(GOALS)
• 1. Please summarize the forum excerpt in two sentences.
• 2. According to the forum excerpt, how many bands is Pro-MB limited to?
• 3. Copy the forum excerpt's text between "Great, so that's" and "(Mar 7, 2020)", inclusive.

(QUOTED PASSAGE)
|---|

Great, so that's the difference? Well, unfortunately, it's not that simple. Many multiband compressors allow you to toggle each band between a compression mode and expansion mode, making the difference between dynamic EQs and multiband compressors just as convoluted as before.


----------



## jcrosby (Mar 7, 2020)

There are some significant differences between Pro-Q3 and Pro-MB. You also have different use cases.

Differences/Pros/Cons:

Pro-MB - Adjustable time constants, ratios, knee settings, lookahead. Bandpass filters limited to six bands with a broader minimum Q. band-specific adjustable sidechain filters.

Pro-Q3 - Non-adjustable time constants, ratios, and knee settings. No adjustable lookahead. bandwidth functions like an EQ, letting you get incredibly surgical with a significantly tighter Q than Pro-MB. No ability to freely assign the frequency response of a bands sidechain filter.

|---|

(STORED ROWS)
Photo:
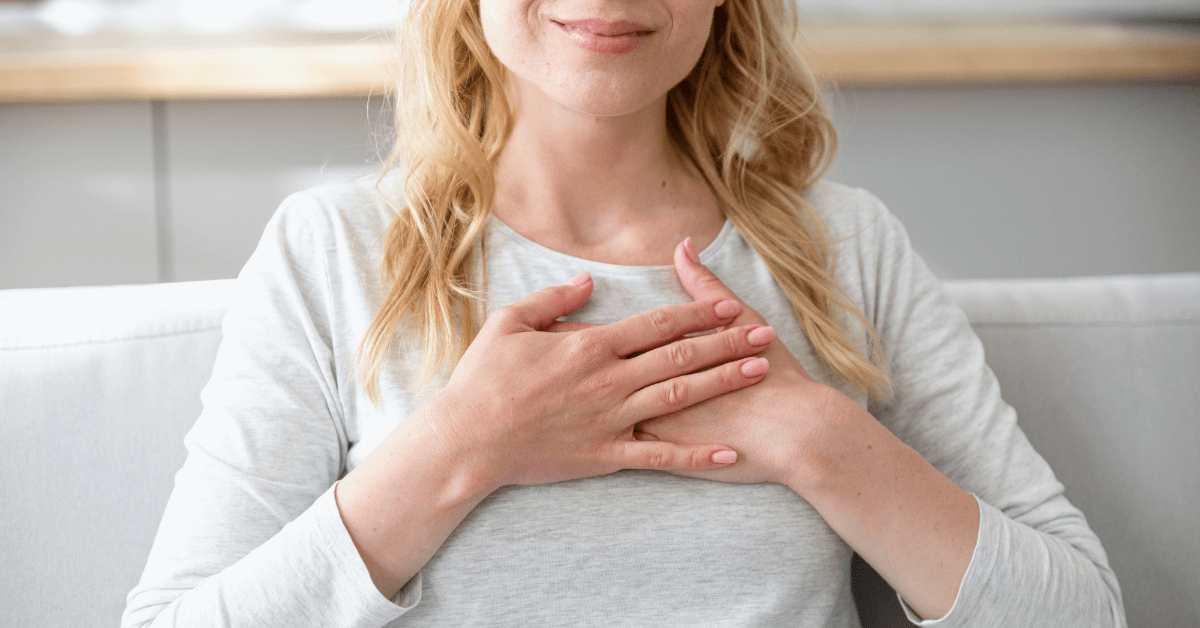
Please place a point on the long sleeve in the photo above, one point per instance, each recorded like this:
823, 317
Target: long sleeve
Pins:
1036, 562
251, 534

|---|

(THE RESULTS)
• 1. Many multiband compressors let each band switch between compression and expansion, which keeps the line between them and dynamic EQs as convoluted as before. A reply contrasts Pro-MB's adjustable time constants, ratios, knee, lookahead, and band-specific sidechain filters, along with its six-band limit and broader minimum Q, with Pro-Q3's fixed settings and much tighter Q.

• 2. Six bands.

• 3.
Great, so that's the difference? Well, unfortunately, it's not that simple. Many multiband compressors allow you to toggle each band between a compression mode and expansion mode, making the difference between dynamic EQs and multiband compressors just as convoluted as before.


----------



## jcrosby (Mar 7, 2020)